Instructions to follow: Locate each line below that includes "house" and reproduce it.

BEGIN Data excerpts

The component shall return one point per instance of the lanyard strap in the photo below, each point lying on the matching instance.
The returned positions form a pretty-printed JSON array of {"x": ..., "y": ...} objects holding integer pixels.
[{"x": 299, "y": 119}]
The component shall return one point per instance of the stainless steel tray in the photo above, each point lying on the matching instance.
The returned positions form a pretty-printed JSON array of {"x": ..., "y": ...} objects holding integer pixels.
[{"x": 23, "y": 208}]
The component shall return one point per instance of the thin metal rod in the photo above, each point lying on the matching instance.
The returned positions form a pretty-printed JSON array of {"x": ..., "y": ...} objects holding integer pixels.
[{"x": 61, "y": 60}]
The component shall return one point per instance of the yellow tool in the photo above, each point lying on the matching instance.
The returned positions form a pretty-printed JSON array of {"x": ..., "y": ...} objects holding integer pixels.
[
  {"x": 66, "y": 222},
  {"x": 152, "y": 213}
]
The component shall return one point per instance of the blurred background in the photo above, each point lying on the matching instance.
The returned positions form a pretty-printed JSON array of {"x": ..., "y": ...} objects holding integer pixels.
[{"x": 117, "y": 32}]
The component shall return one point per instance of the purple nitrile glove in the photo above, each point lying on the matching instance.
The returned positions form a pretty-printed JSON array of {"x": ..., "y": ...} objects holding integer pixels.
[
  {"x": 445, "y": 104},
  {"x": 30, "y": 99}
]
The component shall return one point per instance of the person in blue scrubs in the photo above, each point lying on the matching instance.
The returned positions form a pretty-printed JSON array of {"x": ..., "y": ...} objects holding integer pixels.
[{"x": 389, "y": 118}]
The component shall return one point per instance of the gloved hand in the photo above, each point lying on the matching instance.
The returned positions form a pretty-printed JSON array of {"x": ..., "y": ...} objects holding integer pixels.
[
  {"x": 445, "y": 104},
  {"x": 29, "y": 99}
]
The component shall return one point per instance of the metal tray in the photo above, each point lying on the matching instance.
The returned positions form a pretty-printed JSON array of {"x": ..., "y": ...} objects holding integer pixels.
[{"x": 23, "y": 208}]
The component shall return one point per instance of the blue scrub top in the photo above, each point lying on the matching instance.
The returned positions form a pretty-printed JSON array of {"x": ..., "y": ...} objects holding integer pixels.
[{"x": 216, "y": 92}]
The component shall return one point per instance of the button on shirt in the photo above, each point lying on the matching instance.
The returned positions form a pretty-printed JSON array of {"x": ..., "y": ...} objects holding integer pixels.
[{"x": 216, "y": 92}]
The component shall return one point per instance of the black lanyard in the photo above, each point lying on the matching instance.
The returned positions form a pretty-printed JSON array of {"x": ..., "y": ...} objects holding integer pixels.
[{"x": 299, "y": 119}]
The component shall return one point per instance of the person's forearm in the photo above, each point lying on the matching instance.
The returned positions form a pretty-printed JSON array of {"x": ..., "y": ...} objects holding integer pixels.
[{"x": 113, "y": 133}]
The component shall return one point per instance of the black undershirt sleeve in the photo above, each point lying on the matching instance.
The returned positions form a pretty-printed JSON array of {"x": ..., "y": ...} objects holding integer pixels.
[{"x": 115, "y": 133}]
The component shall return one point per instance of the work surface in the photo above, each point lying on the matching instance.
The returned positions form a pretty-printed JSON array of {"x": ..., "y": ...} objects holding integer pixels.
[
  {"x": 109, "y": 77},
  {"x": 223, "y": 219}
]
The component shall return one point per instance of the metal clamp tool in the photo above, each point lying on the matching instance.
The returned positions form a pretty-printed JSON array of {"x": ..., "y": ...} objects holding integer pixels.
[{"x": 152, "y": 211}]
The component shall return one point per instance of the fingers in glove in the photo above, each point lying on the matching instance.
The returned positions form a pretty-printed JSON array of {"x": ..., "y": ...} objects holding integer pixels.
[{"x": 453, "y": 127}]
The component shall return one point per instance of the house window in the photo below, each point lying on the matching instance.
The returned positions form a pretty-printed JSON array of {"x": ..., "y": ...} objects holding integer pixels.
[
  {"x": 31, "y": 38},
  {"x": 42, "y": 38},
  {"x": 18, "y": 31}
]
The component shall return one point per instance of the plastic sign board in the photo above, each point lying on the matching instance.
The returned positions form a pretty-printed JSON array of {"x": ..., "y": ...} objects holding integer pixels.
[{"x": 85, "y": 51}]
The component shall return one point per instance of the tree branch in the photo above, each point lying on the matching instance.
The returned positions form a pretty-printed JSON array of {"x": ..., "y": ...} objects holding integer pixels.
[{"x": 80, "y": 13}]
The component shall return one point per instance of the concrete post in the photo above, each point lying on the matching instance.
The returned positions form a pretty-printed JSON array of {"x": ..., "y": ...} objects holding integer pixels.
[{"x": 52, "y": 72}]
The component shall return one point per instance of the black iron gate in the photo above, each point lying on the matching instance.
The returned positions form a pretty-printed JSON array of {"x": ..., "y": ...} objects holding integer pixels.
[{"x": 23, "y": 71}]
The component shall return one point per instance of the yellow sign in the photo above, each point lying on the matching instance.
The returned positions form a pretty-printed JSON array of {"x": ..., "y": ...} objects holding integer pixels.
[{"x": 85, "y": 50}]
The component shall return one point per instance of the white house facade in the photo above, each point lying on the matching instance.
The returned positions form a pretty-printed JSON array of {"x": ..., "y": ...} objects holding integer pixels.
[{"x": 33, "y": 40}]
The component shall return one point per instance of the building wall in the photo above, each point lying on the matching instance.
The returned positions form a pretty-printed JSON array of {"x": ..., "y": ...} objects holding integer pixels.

END Data excerpts

Task response:
The component shall return one point per instance of the house window in the photo below, each point lying on the matching instance.
The component shall return one point per instance of the white house facade in the photo above, each point lying on the matching instance.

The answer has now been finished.